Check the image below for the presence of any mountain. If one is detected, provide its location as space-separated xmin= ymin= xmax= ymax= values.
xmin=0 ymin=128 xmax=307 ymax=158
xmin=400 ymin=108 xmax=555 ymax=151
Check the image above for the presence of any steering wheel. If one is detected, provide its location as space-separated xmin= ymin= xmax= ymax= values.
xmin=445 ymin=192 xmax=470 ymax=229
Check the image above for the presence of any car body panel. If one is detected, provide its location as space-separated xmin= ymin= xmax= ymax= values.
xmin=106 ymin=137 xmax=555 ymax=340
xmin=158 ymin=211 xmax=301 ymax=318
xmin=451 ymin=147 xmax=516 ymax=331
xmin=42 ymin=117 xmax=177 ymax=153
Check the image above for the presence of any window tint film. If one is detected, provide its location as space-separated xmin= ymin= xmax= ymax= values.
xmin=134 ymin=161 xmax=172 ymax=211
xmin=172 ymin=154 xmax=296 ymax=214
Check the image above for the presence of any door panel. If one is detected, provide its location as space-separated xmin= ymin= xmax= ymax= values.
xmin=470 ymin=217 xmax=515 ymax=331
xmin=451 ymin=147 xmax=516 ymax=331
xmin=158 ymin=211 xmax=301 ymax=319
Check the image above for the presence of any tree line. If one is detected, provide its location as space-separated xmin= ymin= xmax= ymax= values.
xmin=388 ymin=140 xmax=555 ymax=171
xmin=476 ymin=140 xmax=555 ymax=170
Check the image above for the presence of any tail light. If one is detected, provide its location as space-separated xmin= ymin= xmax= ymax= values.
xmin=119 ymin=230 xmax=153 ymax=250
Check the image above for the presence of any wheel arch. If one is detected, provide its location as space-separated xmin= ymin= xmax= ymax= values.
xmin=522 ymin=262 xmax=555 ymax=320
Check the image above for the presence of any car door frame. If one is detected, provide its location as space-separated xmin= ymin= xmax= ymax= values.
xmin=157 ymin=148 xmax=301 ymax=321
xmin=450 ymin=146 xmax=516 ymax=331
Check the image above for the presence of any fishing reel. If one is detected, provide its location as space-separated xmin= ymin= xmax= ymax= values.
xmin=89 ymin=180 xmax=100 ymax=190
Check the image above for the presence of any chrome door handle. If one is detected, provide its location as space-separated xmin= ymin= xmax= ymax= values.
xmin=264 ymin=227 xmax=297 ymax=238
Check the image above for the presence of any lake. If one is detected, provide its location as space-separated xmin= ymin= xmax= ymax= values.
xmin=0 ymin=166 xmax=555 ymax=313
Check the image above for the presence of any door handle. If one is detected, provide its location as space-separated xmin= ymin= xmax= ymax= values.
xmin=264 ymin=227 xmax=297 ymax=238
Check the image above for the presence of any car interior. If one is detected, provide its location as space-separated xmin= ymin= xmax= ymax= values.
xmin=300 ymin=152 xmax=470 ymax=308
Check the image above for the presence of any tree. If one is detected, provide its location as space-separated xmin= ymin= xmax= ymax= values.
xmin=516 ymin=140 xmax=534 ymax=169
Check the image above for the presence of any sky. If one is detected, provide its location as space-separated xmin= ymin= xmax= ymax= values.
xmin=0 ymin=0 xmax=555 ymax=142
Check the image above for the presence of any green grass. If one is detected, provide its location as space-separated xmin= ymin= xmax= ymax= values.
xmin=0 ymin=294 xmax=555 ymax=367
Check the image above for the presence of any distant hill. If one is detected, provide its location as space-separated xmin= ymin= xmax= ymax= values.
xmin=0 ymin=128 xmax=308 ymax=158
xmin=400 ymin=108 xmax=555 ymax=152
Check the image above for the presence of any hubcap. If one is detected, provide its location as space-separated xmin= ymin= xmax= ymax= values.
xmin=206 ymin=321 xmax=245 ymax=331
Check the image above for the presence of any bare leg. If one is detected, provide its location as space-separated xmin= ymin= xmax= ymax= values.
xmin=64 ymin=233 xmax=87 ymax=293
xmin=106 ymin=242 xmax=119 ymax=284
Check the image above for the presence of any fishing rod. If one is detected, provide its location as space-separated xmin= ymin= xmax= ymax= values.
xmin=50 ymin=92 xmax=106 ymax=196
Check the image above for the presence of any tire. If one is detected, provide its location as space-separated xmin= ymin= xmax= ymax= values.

__EXERCISE AIM__: Could you list the lines starting at the one containing "Check the image above for the presence of any green" and ending at the one containing "xmin=400 ymin=108 xmax=555 ymax=152" as a numbered list, leaving out blank lines?

__EXERCISE RESPONSE__:
1. Check the image above for the presence of any green grass. If one is detected, provide its location as space-separated xmin= ymin= xmax= ymax= values.
2. xmin=0 ymin=294 xmax=555 ymax=367
3. Check the image above for the presence of any distant hill. If one is detected, provide its location as space-separated xmin= ymin= xmax= ymax= values.
4. xmin=0 ymin=128 xmax=308 ymax=158
5. xmin=400 ymin=108 xmax=555 ymax=152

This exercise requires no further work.